# [Exercise goal]
These entries must be printed again exactly as they are.

== Data extracts

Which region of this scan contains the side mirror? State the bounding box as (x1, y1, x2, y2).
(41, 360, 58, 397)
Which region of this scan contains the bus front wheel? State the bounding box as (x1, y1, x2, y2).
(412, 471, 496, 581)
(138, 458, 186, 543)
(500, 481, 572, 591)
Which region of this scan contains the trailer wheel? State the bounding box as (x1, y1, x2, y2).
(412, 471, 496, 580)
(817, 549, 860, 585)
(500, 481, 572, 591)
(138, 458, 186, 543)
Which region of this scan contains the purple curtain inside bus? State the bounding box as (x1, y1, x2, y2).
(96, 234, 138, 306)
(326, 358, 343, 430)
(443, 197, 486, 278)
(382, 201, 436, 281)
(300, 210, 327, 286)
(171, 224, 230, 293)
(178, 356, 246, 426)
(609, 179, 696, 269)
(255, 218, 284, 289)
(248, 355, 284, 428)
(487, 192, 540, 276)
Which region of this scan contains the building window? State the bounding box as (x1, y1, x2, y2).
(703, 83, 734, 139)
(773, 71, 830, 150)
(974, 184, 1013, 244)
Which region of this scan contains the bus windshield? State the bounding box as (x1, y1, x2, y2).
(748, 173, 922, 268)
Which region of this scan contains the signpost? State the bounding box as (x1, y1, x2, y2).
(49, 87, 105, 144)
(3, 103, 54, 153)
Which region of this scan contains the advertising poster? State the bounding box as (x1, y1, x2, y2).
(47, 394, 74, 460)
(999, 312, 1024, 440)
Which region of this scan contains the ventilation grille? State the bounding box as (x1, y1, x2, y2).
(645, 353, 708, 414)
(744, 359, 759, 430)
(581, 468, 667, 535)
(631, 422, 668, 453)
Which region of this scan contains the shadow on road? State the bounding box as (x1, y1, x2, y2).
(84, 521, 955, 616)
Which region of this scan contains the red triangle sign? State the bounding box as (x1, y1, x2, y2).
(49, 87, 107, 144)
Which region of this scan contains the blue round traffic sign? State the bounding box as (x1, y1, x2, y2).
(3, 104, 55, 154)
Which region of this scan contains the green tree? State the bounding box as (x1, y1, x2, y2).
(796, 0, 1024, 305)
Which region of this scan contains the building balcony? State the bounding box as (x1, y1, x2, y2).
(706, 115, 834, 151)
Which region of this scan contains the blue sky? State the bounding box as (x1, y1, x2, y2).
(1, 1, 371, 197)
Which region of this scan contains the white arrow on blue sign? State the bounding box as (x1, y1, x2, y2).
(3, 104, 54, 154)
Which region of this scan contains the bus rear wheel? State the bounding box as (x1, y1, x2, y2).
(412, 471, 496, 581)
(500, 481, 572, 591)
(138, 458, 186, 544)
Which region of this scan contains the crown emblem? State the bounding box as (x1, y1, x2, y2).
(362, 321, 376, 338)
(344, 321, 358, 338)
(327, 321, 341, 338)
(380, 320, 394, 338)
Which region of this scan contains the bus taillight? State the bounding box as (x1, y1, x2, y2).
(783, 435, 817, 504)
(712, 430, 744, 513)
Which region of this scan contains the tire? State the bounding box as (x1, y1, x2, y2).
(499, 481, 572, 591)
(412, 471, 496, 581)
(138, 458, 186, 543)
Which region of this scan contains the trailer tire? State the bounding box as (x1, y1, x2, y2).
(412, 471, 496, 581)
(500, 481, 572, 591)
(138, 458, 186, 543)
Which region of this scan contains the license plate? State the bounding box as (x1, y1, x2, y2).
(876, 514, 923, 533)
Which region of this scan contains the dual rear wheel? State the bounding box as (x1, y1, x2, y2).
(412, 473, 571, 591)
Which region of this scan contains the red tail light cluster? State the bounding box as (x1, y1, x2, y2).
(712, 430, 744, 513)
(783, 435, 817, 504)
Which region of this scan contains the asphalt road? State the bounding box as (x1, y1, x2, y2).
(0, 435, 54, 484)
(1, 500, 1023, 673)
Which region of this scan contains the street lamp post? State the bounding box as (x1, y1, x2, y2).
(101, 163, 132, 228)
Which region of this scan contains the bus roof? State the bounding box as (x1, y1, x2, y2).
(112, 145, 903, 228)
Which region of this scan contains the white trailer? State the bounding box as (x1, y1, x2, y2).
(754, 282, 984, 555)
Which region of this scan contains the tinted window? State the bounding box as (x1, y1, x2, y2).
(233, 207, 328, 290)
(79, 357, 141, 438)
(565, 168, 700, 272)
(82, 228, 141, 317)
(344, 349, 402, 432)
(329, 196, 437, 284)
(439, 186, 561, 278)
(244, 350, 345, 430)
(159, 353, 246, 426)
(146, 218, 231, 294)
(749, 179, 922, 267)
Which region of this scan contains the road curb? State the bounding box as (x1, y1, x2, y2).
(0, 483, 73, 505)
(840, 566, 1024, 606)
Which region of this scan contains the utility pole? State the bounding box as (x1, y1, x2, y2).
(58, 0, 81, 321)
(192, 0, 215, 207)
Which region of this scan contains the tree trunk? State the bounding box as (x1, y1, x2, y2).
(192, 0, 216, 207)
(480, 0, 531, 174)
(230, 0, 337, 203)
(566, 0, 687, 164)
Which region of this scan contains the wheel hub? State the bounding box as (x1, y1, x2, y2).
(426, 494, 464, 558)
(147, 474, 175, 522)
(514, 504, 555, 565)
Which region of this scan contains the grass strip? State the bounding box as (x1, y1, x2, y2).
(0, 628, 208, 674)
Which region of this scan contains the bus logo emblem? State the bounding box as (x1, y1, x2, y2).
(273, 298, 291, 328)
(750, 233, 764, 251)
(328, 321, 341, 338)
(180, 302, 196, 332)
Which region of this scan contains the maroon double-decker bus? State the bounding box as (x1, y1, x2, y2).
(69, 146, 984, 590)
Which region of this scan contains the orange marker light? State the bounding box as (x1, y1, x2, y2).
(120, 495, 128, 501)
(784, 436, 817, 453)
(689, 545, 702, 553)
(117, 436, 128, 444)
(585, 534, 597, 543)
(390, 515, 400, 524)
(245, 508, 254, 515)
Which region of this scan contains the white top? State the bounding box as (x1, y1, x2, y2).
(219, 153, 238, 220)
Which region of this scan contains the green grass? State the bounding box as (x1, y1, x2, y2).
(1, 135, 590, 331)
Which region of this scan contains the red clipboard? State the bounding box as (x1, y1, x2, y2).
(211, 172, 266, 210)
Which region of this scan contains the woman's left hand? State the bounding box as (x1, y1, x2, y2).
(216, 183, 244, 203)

====

# [Answer to the exercise]
Which region of this scan contains the side mirror? State the bounding box as (x1, y1, x2, y2).
(41, 360, 58, 397)
Which region of this scan contains the bus front wheel? State the bounding box as (x1, y1, x2, y2).
(412, 471, 496, 581)
(138, 458, 186, 543)
(500, 481, 572, 591)
Which region of this scan contains the trailer wheel? State the bounding box as (x1, y1, x2, y2).
(412, 471, 496, 580)
(817, 549, 860, 585)
(500, 481, 572, 591)
(138, 458, 186, 543)
Which region of this scan contains the purple curtain inside bus? State the bounding box as (x1, y1, x2, y2).
(96, 234, 138, 306)
(326, 358, 343, 430)
(443, 197, 486, 278)
(382, 201, 436, 281)
(300, 210, 327, 286)
(171, 224, 230, 293)
(178, 356, 246, 426)
(609, 179, 696, 269)
(255, 218, 284, 289)
(248, 355, 284, 428)
(487, 192, 540, 276)
Which region of this scan contains the building window? State the bounding box as (x1, y1, x2, y2).
(703, 83, 734, 139)
(773, 71, 830, 150)
(974, 184, 1013, 244)
Which region of this scan contains the bus windshield? State the bounding box as (x1, y1, x2, y2).
(748, 173, 922, 268)
Which region of this scan contains the signpost? State the bounding box as (x1, y1, x2, y2).
(49, 87, 105, 144)
(3, 103, 54, 153)
Which region of this scan contains the advertising poster? State the bounding box as (x1, y1, x2, y2).
(47, 394, 74, 460)
(999, 312, 1024, 440)
Which region of this scan contains the ventilation grille? State the bounding box as (x1, y1, x2, y2).
(645, 353, 708, 414)
(744, 359, 759, 430)
(581, 468, 667, 535)
(631, 422, 668, 453)
Which region of this scan contains the shadow on road? State the bounding box as (x1, y1, x2, y2).
(84, 521, 955, 616)
Which region of this scan contains the red triangle sign? State the bounding box as (x1, y1, x2, y2).
(49, 87, 107, 144)
Which region of this scan contains the blue round traffic sign? State the bounding box as (x1, y1, x2, y2).
(3, 104, 55, 154)
Which region of this scan contains the green tree? State the bounding box as (x1, y1, x2, y2).
(796, 0, 1024, 305)
Which region of this scan contains the building balcony? State the bounding box as (x1, y1, x2, y2).
(706, 115, 834, 151)
Which region of this scan contains the blue sky? State the bounding box as (x1, y1, x2, y2).
(1, 1, 371, 197)
Which region of this scan contains the white arrow on blue sign? State the bounding box as (x1, y1, x2, y2).
(3, 104, 54, 154)
Which region of this scan contains the bus rear wheel? State the bounding box as (x1, y1, x2, y2).
(412, 471, 496, 581)
(500, 481, 572, 591)
(138, 458, 186, 544)
Which region of this scan contains the crown emblem? State the bounding box as (x1, y1, x2, y2).
(362, 321, 376, 338)
(344, 321, 358, 338)
(327, 321, 341, 338)
(380, 320, 394, 338)
Which region of this scan contains the bus taillight? State the bounding box as (x1, y1, x2, y2).
(783, 435, 817, 504)
(712, 430, 744, 513)
Which region of this scan contains the tire? State the bounding box as (x1, y1, x2, y2).
(499, 481, 572, 591)
(412, 471, 496, 581)
(138, 458, 186, 543)
Which region of this scan contains the trailer tire? State the bounding box as (x1, y1, x2, y2).
(412, 471, 496, 581)
(500, 481, 572, 591)
(138, 458, 186, 543)
Which region of this scan contains the license plate? State the bounding box as (x1, y1, x2, y2).
(876, 514, 923, 533)
Which region of this scan contains the dual rear wheel? State the bounding box as (x1, y1, x2, y2).
(412, 473, 571, 591)
Which region of this scan contains the red tail light cluster? State the bounding box as (x1, y1, x2, y2).
(712, 430, 744, 513)
(783, 435, 817, 504)
Which region of this scan contains the asphalt road? State the bounding box as (x1, y1, x2, y2).
(0, 435, 54, 484)
(1, 500, 1023, 673)
Which region of this scan contains the street lamp post? State the bounding box as (x1, y1, x2, y2).
(101, 163, 132, 228)
Which region of this scan contains the bus roof? State the bounding box as (x1, y1, x2, y2).
(112, 145, 903, 228)
Which region of this scan contains the white trailer? State the bounding box as (x1, y1, x2, y2).
(754, 282, 984, 555)
Which region of this scan contains the tinted window? State the bounding box as (x1, y1, x2, y2).
(233, 207, 328, 290)
(79, 357, 141, 438)
(565, 168, 700, 272)
(82, 228, 141, 317)
(344, 349, 402, 432)
(329, 196, 437, 284)
(439, 186, 561, 278)
(244, 350, 345, 430)
(159, 353, 246, 426)
(146, 218, 231, 294)
(749, 179, 922, 267)
Which region of this scan contains the road curb? State the bounding box as (x1, y1, x2, y2).
(0, 483, 73, 505)
(840, 566, 1024, 606)
Which region of this scan contains the utility pole? State the bounding box as (x1, y1, x2, y2).
(58, 0, 81, 321)
(192, 0, 215, 207)
Which region of this scan contains the tree trunk? State the bounding box as (x1, y1, x2, y2).
(192, 0, 216, 207)
(480, 0, 531, 174)
(230, 0, 337, 203)
(566, 0, 687, 164)
Which region of this scan contains the wheel hub? State the bounding box as (x1, y1, x2, y2).
(426, 494, 464, 558)
(147, 474, 175, 522)
(514, 504, 555, 565)
Which region of this scan contains the grass strip? State the bounding box as (x1, y1, x2, y2).
(0, 628, 208, 674)
Which region of this scan contains the bus logo emblem? State the bounding box as (x1, y1, x2, y2).
(273, 298, 291, 328)
(750, 233, 764, 251)
(328, 321, 341, 338)
(180, 302, 196, 332)
Which region of this scan contains the maroon double-decker bus? State the bounding box as (x1, y1, x2, y2).
(69, 146, 984, 590)
Which region of this scan contains the orange marker light? State the bounding box as (x1, y1, x2, y2).
(120, 495, 128, 501)
(784, 436, 817, 453)
(689, 545, 702, 553)
(117, 436, 128, 444)
(585, 534, 597, 543)
(390, 515, 400, 524)
(245, 508, 254, 515)
Which region of this scan contains the white top? State the bounding box as (x1, y1, x2, y2).
(219, 153, 238, 220)
Which region of this scan contains the green grass? State the bounding box as (x1, y1, x2, y2).
(1, 135, 590, 331)
Which region of this scan contains the red clipboard? State the bounding box as (x1, y1, x2, y2).
(211, 172, 266, 210)
Which region of this scan contains the woman's left hand? State the bounding box as (x1, y1, x2, y2).
(216, 183, 244, 203)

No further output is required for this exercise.